Image point grounding data
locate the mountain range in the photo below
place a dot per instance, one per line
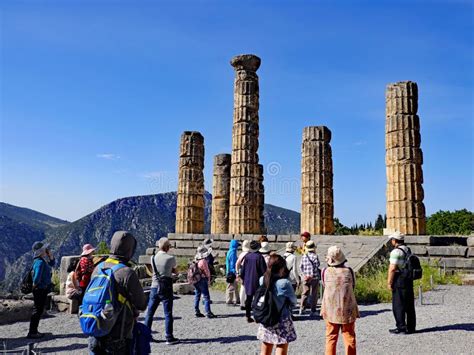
(147, 217)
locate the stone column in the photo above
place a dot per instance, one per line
(243, 210)
(261, 200)
(220, 194)
(403, 159)
(190, 203)
(317, 202)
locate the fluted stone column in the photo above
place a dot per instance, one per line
(317, 202)
(261, 200)
(220, 194)
(190, 203)
(403, 159)
(244, 210)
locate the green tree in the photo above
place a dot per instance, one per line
(102, 248)
(447, 222)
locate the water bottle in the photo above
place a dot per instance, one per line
(108, 311)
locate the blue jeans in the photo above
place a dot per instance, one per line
(153, 303)
(202, 288)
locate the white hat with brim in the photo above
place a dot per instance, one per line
(290, 247)
(246, 245)
(335, 256)
(202, 252)
(397, 236)
(264, 248)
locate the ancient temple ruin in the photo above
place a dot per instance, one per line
(220, 194)
(244, 214)
(317, 202)
(404, 158)
(190, 202)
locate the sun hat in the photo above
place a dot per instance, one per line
(264, 248)
(310, 246)
(39, 248)
(202, 252)
(87, 249)
(246, 245)
(208, 242)
(335, 256)
(254, 246)
(397, 236)
(290, 247)
(306, 234)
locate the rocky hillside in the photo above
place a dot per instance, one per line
(19, 229)
(147, 217)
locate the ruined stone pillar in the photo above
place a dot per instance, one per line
(261, 200)
(243, 210)
(220, 194)
(317, 202)
(403, 159)
(190, 203)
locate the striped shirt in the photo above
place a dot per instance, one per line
(398, 257)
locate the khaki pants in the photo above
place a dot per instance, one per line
(309, 296)
(232, 292)
(348, 334)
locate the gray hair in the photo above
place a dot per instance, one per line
(163, 243)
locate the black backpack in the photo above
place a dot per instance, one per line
(413, 269)
(265, 310)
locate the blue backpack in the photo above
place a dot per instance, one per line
(101, 305)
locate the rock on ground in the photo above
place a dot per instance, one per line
(445, 326)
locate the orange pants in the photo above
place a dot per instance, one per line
(348, 334)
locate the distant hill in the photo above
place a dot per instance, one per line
(19, 229)
(147, 217)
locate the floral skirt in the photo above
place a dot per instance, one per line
(281, 333)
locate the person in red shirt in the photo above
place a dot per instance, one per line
(85, 266)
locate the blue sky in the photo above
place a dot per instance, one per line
(95, 95)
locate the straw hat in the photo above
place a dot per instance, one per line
(246, 245)
(335, 256)
(290, 247)
(397, 236)
(202, 252)
(87, 249)
(310, 246)
(264, 248)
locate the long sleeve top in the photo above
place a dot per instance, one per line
(42, 273)
(84, 271)
(204, 267)
(253, 268)
(285, 296)
(310, 265)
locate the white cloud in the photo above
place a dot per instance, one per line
(108, 156)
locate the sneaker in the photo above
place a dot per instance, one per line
(172, 341)
(37, 335)
(397, 331)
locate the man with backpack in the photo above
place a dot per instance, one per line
(400, 282)
(120, 281)
(164, 265)
(309, 268)
(41, 284)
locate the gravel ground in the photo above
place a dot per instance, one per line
(445, 326)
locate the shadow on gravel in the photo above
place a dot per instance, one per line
(23, 341)
(469, 327)
(56, 349)
(222, 340)
(373, 313)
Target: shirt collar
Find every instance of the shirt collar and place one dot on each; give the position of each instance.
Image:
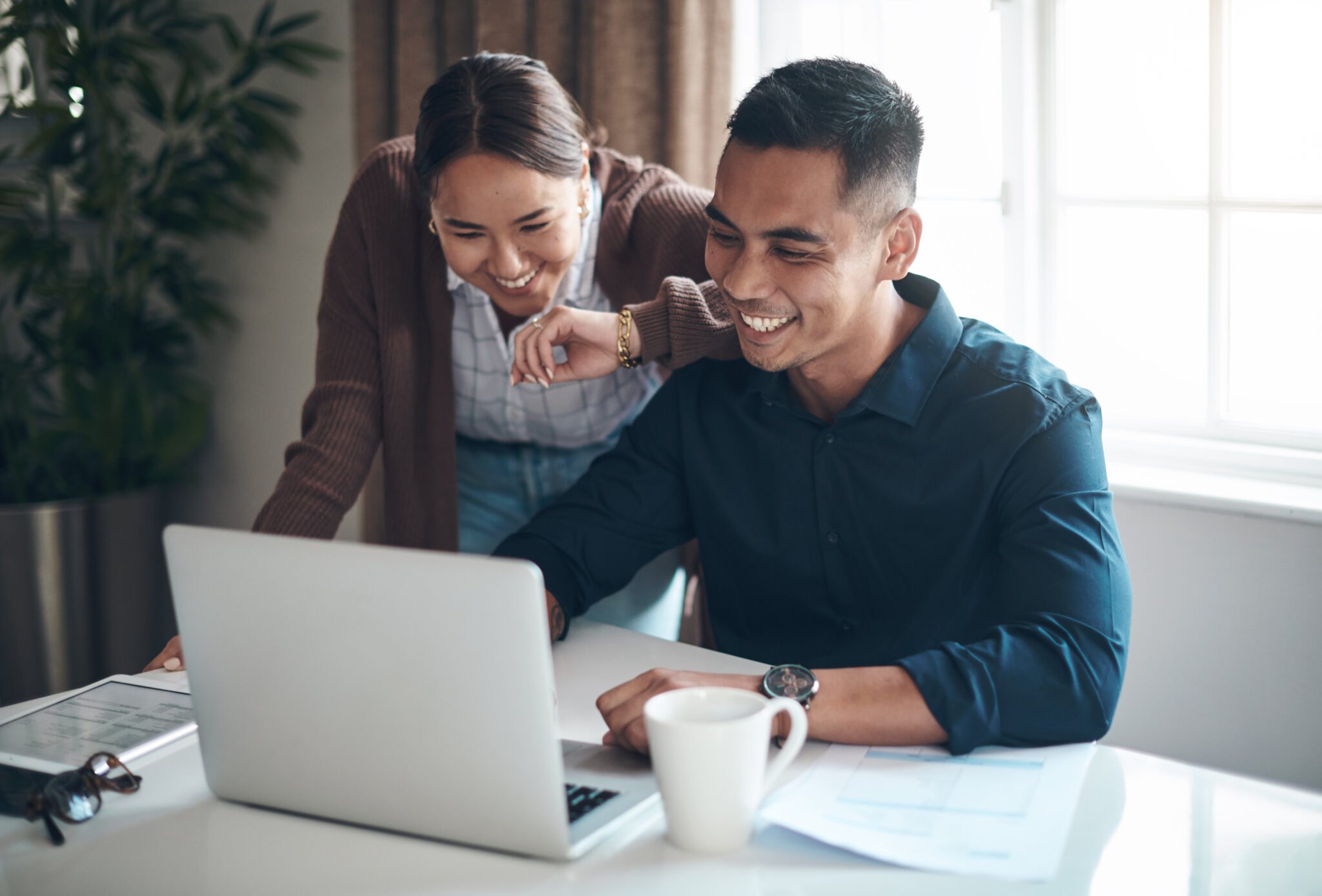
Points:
(902, 385)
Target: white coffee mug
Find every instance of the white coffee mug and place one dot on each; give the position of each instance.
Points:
(709, 752)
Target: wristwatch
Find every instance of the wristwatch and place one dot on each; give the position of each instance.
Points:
(792, 681)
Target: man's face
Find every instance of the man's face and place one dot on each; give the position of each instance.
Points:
(797, 267)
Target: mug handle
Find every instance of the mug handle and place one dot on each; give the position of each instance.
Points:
(793, 743)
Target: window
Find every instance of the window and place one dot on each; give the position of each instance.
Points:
(1131, 187)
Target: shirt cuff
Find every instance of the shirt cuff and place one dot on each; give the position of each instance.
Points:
(961, 701)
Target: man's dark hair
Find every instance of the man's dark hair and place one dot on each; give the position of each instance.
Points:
(503, 103)
(844, 107)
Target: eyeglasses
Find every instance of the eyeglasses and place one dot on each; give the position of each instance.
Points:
(74, 797)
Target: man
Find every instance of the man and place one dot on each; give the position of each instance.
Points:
(911, 507)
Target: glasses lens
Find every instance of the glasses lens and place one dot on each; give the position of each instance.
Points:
(72, 797)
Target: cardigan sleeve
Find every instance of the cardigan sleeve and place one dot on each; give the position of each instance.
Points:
(652, 260)
(325, 468)
(685, 321)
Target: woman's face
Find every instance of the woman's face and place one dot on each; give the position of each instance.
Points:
(509, 230)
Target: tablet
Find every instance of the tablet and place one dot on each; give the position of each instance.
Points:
(123, 715)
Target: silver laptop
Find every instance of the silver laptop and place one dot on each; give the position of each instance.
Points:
(400, 689)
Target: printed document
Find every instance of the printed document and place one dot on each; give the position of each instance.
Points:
(996, 812)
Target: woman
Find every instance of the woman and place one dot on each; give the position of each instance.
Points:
(451, 243)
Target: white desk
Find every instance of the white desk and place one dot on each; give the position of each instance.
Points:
(1144, 825)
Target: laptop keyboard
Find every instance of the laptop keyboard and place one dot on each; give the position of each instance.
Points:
(585, 800)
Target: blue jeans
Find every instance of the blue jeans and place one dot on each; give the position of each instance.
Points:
(503, 485)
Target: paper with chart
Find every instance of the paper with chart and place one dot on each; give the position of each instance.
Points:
(996, 812)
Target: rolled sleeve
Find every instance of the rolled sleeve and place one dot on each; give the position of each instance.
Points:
(1050, 666)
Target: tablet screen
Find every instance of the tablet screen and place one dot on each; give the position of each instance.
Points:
(114, 717)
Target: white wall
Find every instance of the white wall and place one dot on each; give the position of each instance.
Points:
(263, 371)
(1226, 647)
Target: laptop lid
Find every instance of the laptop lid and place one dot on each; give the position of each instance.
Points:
(401, 689)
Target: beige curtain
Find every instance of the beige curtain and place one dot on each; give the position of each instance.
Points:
(656, 73)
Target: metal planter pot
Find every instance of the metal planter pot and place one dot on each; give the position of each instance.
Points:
(83, 591)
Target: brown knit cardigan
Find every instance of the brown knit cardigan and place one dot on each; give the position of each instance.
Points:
(383, 339)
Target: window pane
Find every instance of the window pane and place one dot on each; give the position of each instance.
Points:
(957, 89)
(1132, 98)
(962, 250)
(1131, 319)
(1274, 121)
(944, 53)
(1275, 318)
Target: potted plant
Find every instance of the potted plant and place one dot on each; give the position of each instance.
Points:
(135, 130)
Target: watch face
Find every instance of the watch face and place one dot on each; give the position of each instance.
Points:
(795, 682)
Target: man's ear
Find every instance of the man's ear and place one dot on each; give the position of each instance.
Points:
(900, 238)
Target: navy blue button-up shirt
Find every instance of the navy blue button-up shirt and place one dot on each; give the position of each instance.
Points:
(955, 520)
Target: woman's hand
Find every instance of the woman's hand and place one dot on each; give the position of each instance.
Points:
(590, 340)
(171, 658)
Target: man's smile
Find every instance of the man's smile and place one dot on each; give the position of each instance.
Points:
(764, 324)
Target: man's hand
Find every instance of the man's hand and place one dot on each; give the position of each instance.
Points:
(622, 706)
(590, 340)
(554, 618)
(171, 658)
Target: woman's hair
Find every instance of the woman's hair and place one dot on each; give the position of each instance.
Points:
(503, 103)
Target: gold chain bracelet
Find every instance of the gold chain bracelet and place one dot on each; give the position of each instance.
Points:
(625, 323)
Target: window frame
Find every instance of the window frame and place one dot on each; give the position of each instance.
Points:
(1219, 444)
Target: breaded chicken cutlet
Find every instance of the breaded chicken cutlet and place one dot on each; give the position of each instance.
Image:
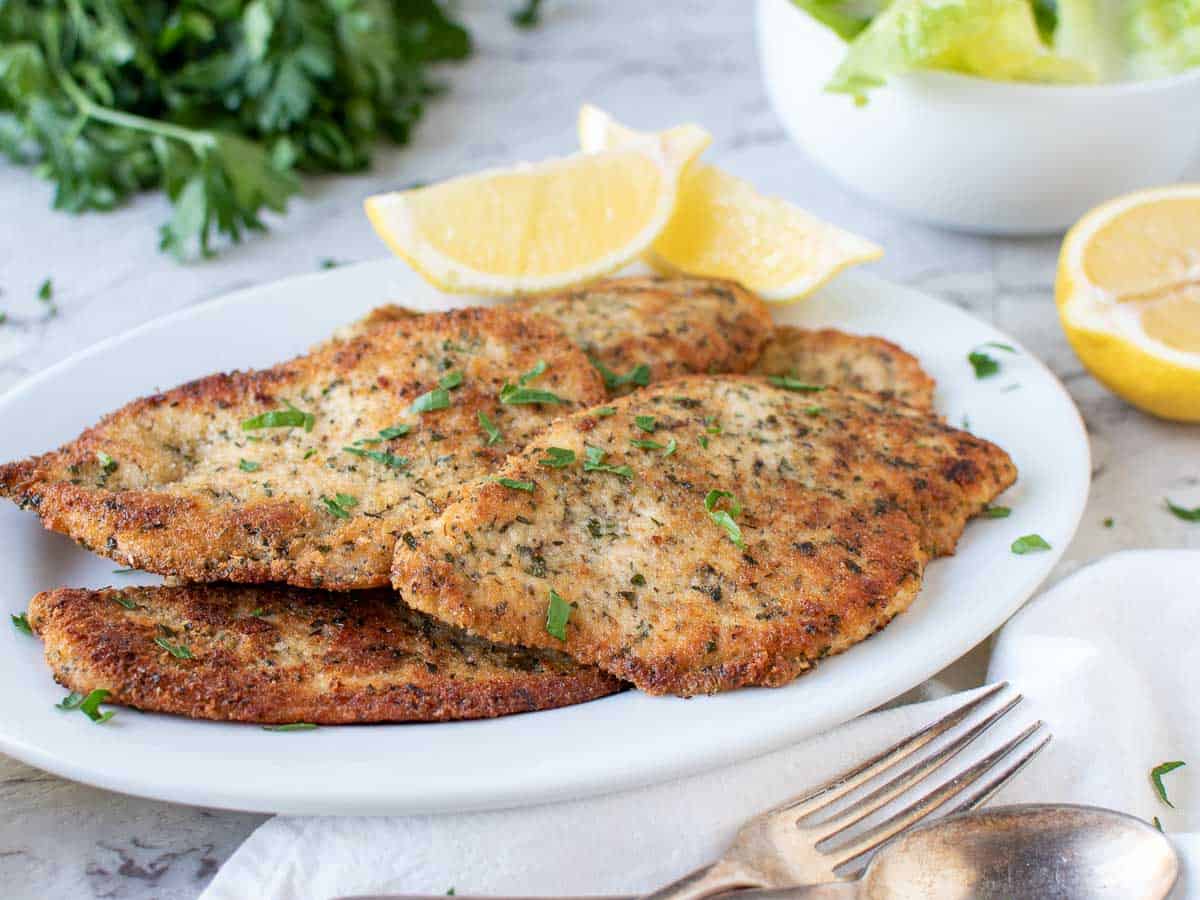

■ **WHAT IS NEEDED**:
Reproduce each line of the records exactly, and omit every picture.

■ **ANSWER**:
locate the mountain range in the photo below
place a dot per instance, one per line
(147, 217)
locate the stone column in the photo above
place a dot per instance, one per line
(243, 210)
(261, 200)
(220, 194)
(403, 159)
(190, 203)
(317, 202)
locate the fluted stone column in the photo above
place a dot per instance, one per line
(317, 202)
(261, 200)
(220, 194)
(190, 203)
(403, 159)
(244, 210)
locate the green tree in the photo above
place a dot per instance, one per line
(102, 248)
(447, 222)
locate the water bottle in the photo above
place a dot per instance, one per line
(108, 311)
locate the blue jeans in the photo above
place a dot per instance, one per line
(153, 303)
(202, 288)
locate the white hat with brim in the photo above
place a dot per instance, one per line
(290, 247)
(246, 245)
(335, 256)
(202, 252)
(397, 236)
(264, 248)
locate the ancient temple ruin in the photo above
place a dot per instance, one per line
(220, 194)
(244, 214)
(317, 202)
(404, 158)
(190, 202)
locate the sun hat in the photo above
place a dot per instance, one per line
(264, 248)
(310, 246)
(39, 248)
(202, 252)
(87, 249)
(246, 245)
(208, 242)
(335, 256)
(254, 246)
(397, 236)
(290, 247)
(306, 234)
locate the rocky hillside in the photo above
place a dot per instance, one per line
(19, 229)
(147, 217)
locate the ruined stone pillar in the photo above
place a dot per instance, one per line
(261, 200)
(243, 210)
(220, 194)
(317, 202)
(403, 159)
(190, 203)
locate the striped shirt in the photo above
place a dot per instance, one per line
(398, 257)
locate the khaki pants in the photo above
place a dot per instance, one per line
(309, 296)
(232, 292)
(348, 334)
locate the gray hair in the photo above
place a dot per instance, one per line
(163, 243)
locate the black backpack in the photo above
place a dot per instance, one per line
(413, 269)
(265, 310)
locate the blue backpack in the photo above
place a dot per instance, one per line
(101, 305)
locate the rock on ground in the photo above
place a dot per instance, one per line
(445, 326)
locate the orange pants in the photo above
place a dot per instance, one per line
(348, 334)
locate the distant hill in the photo above
place a dot per instance, one per line
(19, 229)
(147, 217)
locate the floral skirt in the photo above
place a dot per instance, one per line
(281, 333)
locate the person in red shirt in the photo above
place a dot per instance, one per line
(85, 266)
locate the blue sky in the photo above
place a dot per instance, one per line
(95, 95)
locate the straw hat in the photo above
place a dot per instance, one per line
(246, 245)
(335, 256)
(290, 247)
(397, 236)
(202, 252)
(87, 249)
(310, 246)
(264, 248)
locate the long sleeve top in the photo above
place a dot per instance, one per line
(42, 273)
(84, 271)
(204, 267)
(253, 268)
(285, 296)
(310, 265)
locate the white cloud in the photo above
place a dot per instance, one per line
(108, 156)
locate the sneaker in the photo above
place a dot per instance, one per line
(172, 341)
(37, 335)
(397, 331)
locate the man with backpack in the photo above
place a dot per instance, one per line
(400, 282)
(120, 281)
(164, 265)
(309, 268)
(41, 284)
locate the gravel ground in the photo above
place a dot per instance, one per line
(445, 326)
locate the shadow on gravel in the photo above
place a dot per instance, one per line
(23, 341)
(469, 327)
(56, 349)
(222, 340)
(373, 313)
Target: shirt collar
Find every instance of the shirt collar and place one dot on each; give the position of each instance.
Image:
Points:
(902, 385)
Target: white coffee mug
Find every instance of the white coffee mug and place one dot on each; give the position of each instance.
Points:
(709, 752)
Target: wristwatch
Find every instance of the wristwatch and place one dot on each; give the position of each instance.
Points:
(792, 681)
Target: man's face
Find every instance of the man's face and place one dot on each; give the position of each instance.
Points:
(797, 267)
Target: mug handle
Find every instance of the mug handle and place one dot on each; give the position of each instance.
Points:
(793, 743)
Target: window
Find every instance of the window and place one dot on each; give the position of each instance.
Points:
(1131, 187)
Target: shirt cuff
Find every instance of the shirt cuff and place one dot on each; give the position of each instance.
Points:
(961, 701)
Target: man's dark hair
Find every instance of the man's dark hair and place one dot on each; give the position of each instance.
Points:
(503, 103)
(844, 107)
Target: eyeglasses
Find every instance of the eyeglasses and place one dot on each; give the position of each instance.
Points:
(74, 797)
Target: man
Find every instance of the man and place one dot on each; give the position of each instance.
Points:
(911, 507)
Target: glasses lens
Find every instance of the glasses lens and place one dot on each; give the position of each instance.
Points:
(72, 797)
Target: cardigan sleeve
Find every instance of the cardigan sleeve and place one dot on each; give the position of each instance.
Points:
(652, 260)
(325, 468)
(685, 321)
Target: woman's face
Find every instance of the woman's face and place one dot on each; give the position of each instance.
Points:
(509, 230)
Target: tablet
Find every instance of the tablet and place one dot on each; give the position of each instance.
Points:
(123, 715)
Target: silver laptop
Find every instance of the silver laptop and place one dot on each; give the position of each instance.
Points:
(400, 689)
Target: printed document
Find every instance of the printed document and place one dot on each; give the position of each instance.
Points:
(996, 812)
Target: woman
Find every instance of the woman and place one dot on each; give the position of each instance.
Points:
(451, 243)
Target: white desk
Find every instance of the white desk and place one dot on each; give the position of each instance.
Points:
(1144, 825)
Target: laptop keyboard
Find every instance of the laptop keyboard and place one dot on each; give the position of each instance.
Points:
(585, 800)
Target: blue jeans
Find every instance of the blue jeans and place one dot on each; give the position of each instance.
Points:
(503, 485)
Target: paper with chart
Find every instance of the paper with chart and place one dot on each; give the position of each instance.
Points:
(996, 812)
Target: rolled sleeve
Find every instance of the rolled sleeve and place one dot on each; give the position of each instance.
Points:
(1050, 666)
Target: tablet screen
Find every instance of the tablet screen and place one dot on each; give the position of each instance.
Points:
(114, 717)
Target: white wall
Find every instance of the white wall and place one dot on each; give the position of each instance.
Points:
(263, 371)
(1226, 647)
Target: laptop lid
Find every instance of the laptop lid and place one dot on each; give the position of each instance.
Points:
(401, 689)
Target: beige curtain
Find every instance of the beige curtain and place one dot on each; give the position of each instance.
Points:
(656, 73)
Target: metal planter pot
Find every instance of the metal planter pot and place one dot on each; give the position of each instance.
Points:
(83, 591)
Target: brown knit cardigan
Find every instance of the brown knit cardigan and place one dot on each; give the position of each instance.
Points:
(383, 339)
Target: window pane
Find every instance of the window pane and place one dot on each; give the position of each instance.
Points:
(957, 89)
(1132, 98)
(962, 250)
(1131, 319)
(1274, 121)
(944, 53)
(1275, 318)
Target: potted plant
Find every instance of the potted plant and place one dot on each; give the position of each instance.
Points:
(135, 130)
Target: watch face
Find every instance of the watch face and place one dot on each; give the position of each instance.
Points:
(795, 682)
Target: man's ear
Find every instance of the man's ear and place one dot on each; give the position of each instance.
Points:
(900, 238)
Target: navy blue button-up shirt
Find every instance of the navy blue button-up shirt and place one dot on each; give the position of each instance.
Points:
(955, 520)
Target: woman's hand
Find every instance of the woman's hand and place one dot on each; give the position of each instance.
Points:
(590, 340)
(171, 658)
Target: man's smile
Find every instance of the man's smile and place one dot on each; give the position of each instance.
Points:
(764, 324)
Target: man's hand
Find every instance of the man's hand and place one dot on each; give the position of each instance.
Points:
(622, 706)
(590, 340)
(554, 618)
(171, 658)
Target: woman's hair
Find every instance of the woman's hair and place one dot on each; give the position of each instance.
Points:
(503, 103)
Target: gold chain bracelet
Find every instance of the gold chain bracelet and place one dot on each; give the position of each instance.
Points:
(625, 323)
Target: window frame
Find every instance of the window frame and place one dot on each; give the position of each instance.
Points:
(1219, 444)
Target: breaded chicken cutlet
Find every instance of the breaded chicken cutlet and place one dot on each; give the position of each instance.
Image:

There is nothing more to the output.